=== Begin Enclosure ===
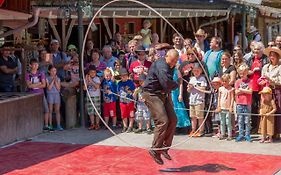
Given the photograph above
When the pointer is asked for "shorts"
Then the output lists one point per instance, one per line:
(45, 104)
(127, 110)
(197, 111)
(143, 114)
(109, 109)
(53, 98)
(90, 108)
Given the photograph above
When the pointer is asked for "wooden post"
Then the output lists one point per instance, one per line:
(105, 21)
(63, 33)
(57, 36)
(161, 30)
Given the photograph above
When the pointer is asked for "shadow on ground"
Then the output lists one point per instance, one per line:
(210, 168)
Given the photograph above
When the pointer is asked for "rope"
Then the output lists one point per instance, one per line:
(88, 94)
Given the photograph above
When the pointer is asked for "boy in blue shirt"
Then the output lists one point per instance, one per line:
(109, 97)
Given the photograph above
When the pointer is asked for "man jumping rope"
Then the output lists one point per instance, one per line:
(157, 88)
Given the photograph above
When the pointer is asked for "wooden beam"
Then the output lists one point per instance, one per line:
(70, 27)
(52, 24)
(105, 21)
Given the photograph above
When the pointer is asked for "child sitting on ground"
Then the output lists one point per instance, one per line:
(146, 34)
(125, 89)
(93, 85)
(267, 108)
(36, 82)
(142, 113)
(196, 88)
(216, 84)
(243, 93)
(109, 98)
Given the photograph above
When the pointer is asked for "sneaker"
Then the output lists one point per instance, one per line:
(51, 129)
(229, 138)
(97, 127)
(191, 134)
(166, 155)
(124, 129)
(149, 131)
(198, 134)
(138, 131)
(248, 138)
(114, 127)
(59, 128)
(129, 130)
(45, 128)
(92, 127)
(239, 138)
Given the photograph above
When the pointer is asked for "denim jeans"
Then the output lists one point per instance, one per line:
(244, 120)
(6, 88)
(225, 119)
(164, 118)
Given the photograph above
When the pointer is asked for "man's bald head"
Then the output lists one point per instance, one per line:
(172, 57)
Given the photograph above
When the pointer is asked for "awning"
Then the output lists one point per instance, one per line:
(109, 12)
(264, 10)
(13, 15)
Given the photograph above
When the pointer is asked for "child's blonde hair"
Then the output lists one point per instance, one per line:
(225, 78)
(243, 68)
(147, 21)
(107, 71)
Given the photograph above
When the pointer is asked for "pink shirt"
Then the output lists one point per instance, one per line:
(257, 74)
(137, 68)
(225, 97)
(243, 98)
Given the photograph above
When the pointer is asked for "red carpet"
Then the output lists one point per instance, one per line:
(60, 159)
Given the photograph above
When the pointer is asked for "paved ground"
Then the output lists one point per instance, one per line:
(104, 137)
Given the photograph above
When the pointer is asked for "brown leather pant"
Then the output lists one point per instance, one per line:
(164, 116)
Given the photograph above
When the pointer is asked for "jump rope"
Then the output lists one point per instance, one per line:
(91, 101)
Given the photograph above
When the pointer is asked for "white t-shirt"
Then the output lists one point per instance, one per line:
(196, 97)
(92, 90)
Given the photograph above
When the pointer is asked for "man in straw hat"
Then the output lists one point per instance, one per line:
(157, 88)
(141, 65)
(254, 35)
(200, 43)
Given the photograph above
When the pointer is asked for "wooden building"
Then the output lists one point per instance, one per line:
(58, 19)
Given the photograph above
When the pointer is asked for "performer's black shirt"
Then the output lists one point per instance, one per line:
(160, 78)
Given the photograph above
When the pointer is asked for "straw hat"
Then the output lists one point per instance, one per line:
(272, 49)
(200, 32)
(123, 71)
(161, 46)
(141, 49)
(266, 90)
(252, 29)
(216, 80)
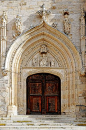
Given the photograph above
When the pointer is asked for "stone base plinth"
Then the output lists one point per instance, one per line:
(12, 110)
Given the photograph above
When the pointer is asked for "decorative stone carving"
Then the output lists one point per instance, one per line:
(43, 13)
(42, 59)
(3, 38)
(66, 23)
(18, 24)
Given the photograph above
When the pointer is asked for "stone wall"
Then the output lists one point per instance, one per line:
(24, 12)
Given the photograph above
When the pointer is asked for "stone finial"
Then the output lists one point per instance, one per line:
(43, 13)
(18, 24)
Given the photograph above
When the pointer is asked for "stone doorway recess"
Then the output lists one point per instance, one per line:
(43, 94)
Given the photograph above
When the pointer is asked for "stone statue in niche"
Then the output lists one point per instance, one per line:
(35, 62)
(43, 49)
(18, 24)
(44, 61)
(66, 23)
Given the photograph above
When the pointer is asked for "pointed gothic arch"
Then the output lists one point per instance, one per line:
(25, 47)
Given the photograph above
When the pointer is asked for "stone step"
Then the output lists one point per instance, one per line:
(36, 124)
(42, 128)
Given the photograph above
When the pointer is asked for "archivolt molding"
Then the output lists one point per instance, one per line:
(46, 33)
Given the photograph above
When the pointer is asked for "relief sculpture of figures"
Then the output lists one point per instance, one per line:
(66, 23)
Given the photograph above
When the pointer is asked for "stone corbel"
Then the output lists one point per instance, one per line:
(4, 72)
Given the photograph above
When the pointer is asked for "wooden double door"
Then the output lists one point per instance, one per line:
(43, 94)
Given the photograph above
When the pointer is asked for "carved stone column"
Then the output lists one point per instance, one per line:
(66, 23)
(3, 38)
(82, 19)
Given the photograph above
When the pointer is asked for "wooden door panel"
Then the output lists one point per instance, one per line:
(51, 104)
(35, 88)
(35, 103)
(43, 94)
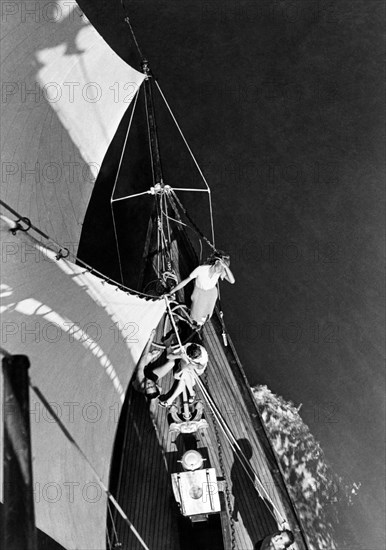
=== End Enclosure ===
## Task statement
Could the entries be output exactly as written, but without their images?

## Output
Given the photograph above
When the pointer is asked for "shorts"
Then the output lists one point per instance, one per line:
(45, 104)
(127, 110)
(197, 111)
(143, 114)
(109, 109)
(53, 98)
(90, 108)
Given the photograph above
When the pointer is asked for "wooden post"
Then the output lists one point per instance, one per line:
(105, 21)
(63, 33)
(57, 36)
(161, 30)
Given the photograph above
When the pointer is asked for "shadow on ground"
Then the output lists one point per instance, one per line:
(210, 168)
Given the photograph above
When the pointer is asked for "rope"
Then the output lists one point per instance, one per line:
(88, 94)
Given the photograph above
When the pointer is asked for "boy in blue shirt"
Then the output lists one point per instance, one per line:
(109, 97)
Given the photograph above
When the pointer is asked for "man jumping rope"
Then the output lists one point per instance, one per line:
(157, 88)
Given the photograph above
When the pointer is asked for "wooden beam"
Then the output lists one point per instance, one per line:
(70, 27)
(52, 24)
(105, 21)
Given the photograph above
When the pointer is asked for "child sitting on ground"
Then the output lists one point per instance, one per line:
(146, 34)
(125, 89)
(93, 85)
(267, 108)
(36, 82)
(142, 113)
(196, 88)
(216, 84)
(243, 93)
(109, 98)
Given the photograph above
When the pointer is asked for "sneaker"
Then the output lists one point per instance, one per line:
(51, 129)
(229, 138)
(97, 127)
(191, 134)
(166, 155)
(124, 129)
(149, 131)
(198, 134)
(138, 131)
(248, 138)
(114, 127)
(59, 128)
(129, 130)
(45, 128)
(92, 127)
(239, 138)
Given the photograph above
When the pointer is asked for "denim jeans"
Then the output lists one point per instance, one per line:
(244, 120)
(6, 88)
(225, 119)
(164, 118)
Given the photograph above
When the pointer is asked for "man's bald head"
Then the output lists one point per instance, one per line:
(172, 57)
Given the photograph above
When the pointer is asked for "awning"
Then the output lists one point per instance, one per line:
(109, 12)
(264, 10)
(13, 15)
Given the photograph above
When the pointer is asked for "child's blonde hair"
Then the output lists one point per instance, one per line:
(225, 78)
(243, 68)
(147, 21)
(107, 71)
Given the photograph above
When the pointer is asked for "pink shirt"
Then the output lists one point per instance, one per line:
(257, 74)
(137, 68)
(225, 97)
(243, 98)
Given the photograph above
When the pointer is asked for "red carpet"
Then the output lists one point per instance, one per line:
(60, 159)
Given the photograph above
When the pointer is asked for "paved ground"
Then the output lists one point per instance, one per line:
(104, 137)
Given the photograph above
When the pointer is asked for "brown leather pant"
Then the output lists one point per instance, one per line:
(164, 116)
Given the photograph above
When the pointer is asked for "jump rope"
Then the output lists one point per instance, one per line:
(91, 101)
Given the photograph above
When the pointer is asked for "white t-shirt"
Then the output lists one point per instance, one per line:
(196, 97)
(92, 90)
Given the photograph above
When the pointer is asked for "man in straw hat"
Then the output lists one point per instance, one per line:
(157, 88)
(141, 65)
(254, 35)
(200, 43)
Given the photograph above
When the pointer is asked for "wooden building"
Then the output lists one point per instance, one per line:
(58, 19)
Given the photograph above
When the pointer is asked for "performer's black shirt"
Then the output lists one point per instance, one per line:
(160, 78)
Given the photograph above
When the pointer is asked for "straw hat"
Then the output lists one point per instance, one per line:
(272, 49)
(200, 32)
(123, 71)
(161, 46)
(141, 49)
(266, 90)
(252, 29)
(216, 80)
Given the photograph above
When the pointer is asked for "stone base plinth"
Then the output lists one point per instance, one per line:
(12, 110)
Given the photograph above
When the pointer is asked for "decorative stone carving"
Then the output lists one point per instance, one per line:
(43, 13)
(42, 59)
(3, 38)
(66, 23)
(18, 24)
Given the photograph above
When the pointer is asked for "stone wall"
Then the output lists one point per instance, one per line:
(24, 12)
Given the photograph above
When the pointer is asked for "stone finial"
Then the output lists one point per instance, one per line:
(43, 13)
(18, 24)
Given the photograph above
When the pointer is asked for "stone doorway recess"
Then the output lists one point per instance, one per line:
(43, 94)
Given the photograph above
When the pointer is asked for "stone statue in niche"
Then the output lists one point per instance, one per line:
(35, 62)
(43, 49)
(18, 24)
(44, 61)
(66, 23)
Given the photograph above
When the pointer is asked for "pointed gothic arch"
Then the output lists one point per instance, one per line:
(25, 47)
Given the photograph above
When the pointer is asked for "stone step"
Then the output lists one point per instance, one per line:
(36, 124)
(42, 128)
Given the photograph above
When the pointer is asked for "archivolt molding"
Then the output lists one point per instance, one per line:
(46, 33)
Given the photograph above
When the pointer is asked for "relief sculpture of figures"
Then the output lists one point per instance, one per line:
(66, 23)
Given the photograph above
When the pointer is asked for "stone corbel"
Then the output lists one point per instance, one per line:
(4, 72)
Given the photograph above
When the pointer is asked for "wooden double door"
Then the output lists one point per instance, one per line:
(43, 94)
Given the photograph above
When the pointer is asked for "carved stone column"
Then the output lists one point per instance, one per line:
(66, 23)
(3, 38)
(82, 19)
Given the photograph above
When the pointer is asked for "wooden door panel"
Then the output lists one point per instance, one per line:
(51, 104)
(35, 88)
(35, 103)
(43, 94)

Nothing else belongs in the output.